== Segment start ==

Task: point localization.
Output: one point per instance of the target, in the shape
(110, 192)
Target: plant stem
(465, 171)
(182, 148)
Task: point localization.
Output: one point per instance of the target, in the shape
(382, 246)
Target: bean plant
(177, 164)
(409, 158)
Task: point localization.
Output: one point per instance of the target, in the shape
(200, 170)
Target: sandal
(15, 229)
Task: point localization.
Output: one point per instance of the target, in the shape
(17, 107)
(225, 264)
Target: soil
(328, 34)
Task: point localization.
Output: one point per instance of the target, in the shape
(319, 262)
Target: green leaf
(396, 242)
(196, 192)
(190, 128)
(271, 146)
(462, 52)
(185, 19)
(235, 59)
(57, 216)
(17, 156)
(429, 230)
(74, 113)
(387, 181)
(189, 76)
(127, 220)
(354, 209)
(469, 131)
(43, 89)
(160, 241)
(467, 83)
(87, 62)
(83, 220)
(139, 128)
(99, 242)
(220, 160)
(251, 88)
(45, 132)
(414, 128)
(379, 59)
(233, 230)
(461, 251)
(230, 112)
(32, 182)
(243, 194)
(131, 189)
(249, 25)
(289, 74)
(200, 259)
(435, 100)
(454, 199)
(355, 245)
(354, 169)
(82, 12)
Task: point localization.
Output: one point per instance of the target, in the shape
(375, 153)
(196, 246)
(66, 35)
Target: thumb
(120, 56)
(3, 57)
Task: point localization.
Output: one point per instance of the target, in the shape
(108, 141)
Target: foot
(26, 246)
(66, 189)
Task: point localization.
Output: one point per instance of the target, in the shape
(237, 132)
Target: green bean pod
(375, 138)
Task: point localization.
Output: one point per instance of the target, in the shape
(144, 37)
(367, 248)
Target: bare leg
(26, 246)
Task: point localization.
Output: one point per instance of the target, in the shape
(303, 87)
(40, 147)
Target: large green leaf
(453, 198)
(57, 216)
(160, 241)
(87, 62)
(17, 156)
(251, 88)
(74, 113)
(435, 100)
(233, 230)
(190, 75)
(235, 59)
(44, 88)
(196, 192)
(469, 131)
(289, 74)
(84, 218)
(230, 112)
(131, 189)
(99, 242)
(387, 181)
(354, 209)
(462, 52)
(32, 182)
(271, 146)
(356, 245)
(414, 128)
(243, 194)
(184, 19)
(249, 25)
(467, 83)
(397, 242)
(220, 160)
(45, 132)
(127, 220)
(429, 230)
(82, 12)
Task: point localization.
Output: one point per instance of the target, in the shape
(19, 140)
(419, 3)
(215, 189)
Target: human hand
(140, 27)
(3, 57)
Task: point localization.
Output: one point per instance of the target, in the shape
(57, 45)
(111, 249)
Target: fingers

== Segment end ==

Description of the task: Every single line of the listing must be retyped exactly.

Solution to the exercise:
Task: point localization.
Output: one point per instance of the target, in the shape
(110, 192)
Target: plant stem
(465, 171)
(182, 148)
Task: point localization.
Output: one point per instance of the target, in the shape
(382, 246)
Target: bean plant
(177, 164)
(409, 158)
Task: point localization.
Output: one point per instance of the target, in the shape
(200, 170)
Target: sandal
(15, 229)
Task: point localization.
Output: one point per instance of the target, in the shape
(17, 107)
(225, 264)
Target: soil
(328, 34)
Task: point localization.
Output: one point per instance of the target, in the shape
(319, 262)
Target: green leaf
(396, 242)
(196, 192)
(190, 128)
(271, 146)
(462, 52)
(185, 19)
(235, 59)
(57, 216)
(17, 156)
(429, 230)
(74, 113)
(387, 181)
(189, 76)
(127, 220)
(354, 209)
(469, 131)
(43, 89)
(160, 241)
(467, 83)
(87, 62)
(83, 220)
(139, 128)
(99, 242)
(220, 160)
(251, 88)
(45, 132)
(414, 128)
(379, 59)
(233, 230)
(461, 251)
(230, 112)
(32, 182)
(243, 194)
(131, 189)
(249, 25)
(289, 74)
(200, 259)
(435, 100)
(454, 199)
(355, 245)
(354, 169)
(82, 12)
Task: point localization.
Output: one point per instance of the target, in the shape
(375, 153)
(196, 246)
(66, 35)
Target: thumb
(120, 56)
(3, 57)
Task: point localization.
Output: one point per instance of the target, in the shape
(108, 141)
Target: foot
(26, 246)
(66, 189)
Task: point localization.
Output: one point per instance of the target, in the shape
(237, 132)
Target: green bean pod
(375, 138)
Task: point localization.
Output: one point per instance of the target, in the shape
(144, 37)
(367, 248)
Target: bare leg
(26, 246)
Task: point localization.
Output: one point per instance of the target, in the shape
(303, 87)
(40, 147)
Target: large green leaf
(453, 198)
(57, 216)
(160, 241)
(87, 62)
(17, 156)
(251, 88)
(74, 113)
(435, 100)
(233, 230)
(190, 75)
(235, 59)
(44, 88)
(196, 192)
(469, 131)
(289, 74)
(84, 218)
(230, 112)
(131, 189)
(99, 242)
(387, 181)
(354, 209)
(462, 52)
(32, 182)
(271, 146)
(356, 245)
(414, 128)
(243, 194)
(184, 19)
(249, 25)
(467, 83)
(397, 242)
(220, 160)
(45, 132)
(127, 220)
(429, 230)
(82, 12)
Task: point localization.
Output: one point per instance of the target, in the shape
(19, 140)
(419, 3)
(215, 189)
Target: human hand
(140, 27)
(3, 57)
Task: point localization.
Output: one point per instance of the target, in the shape
(57, 45)
(111, 249)
Target: fingers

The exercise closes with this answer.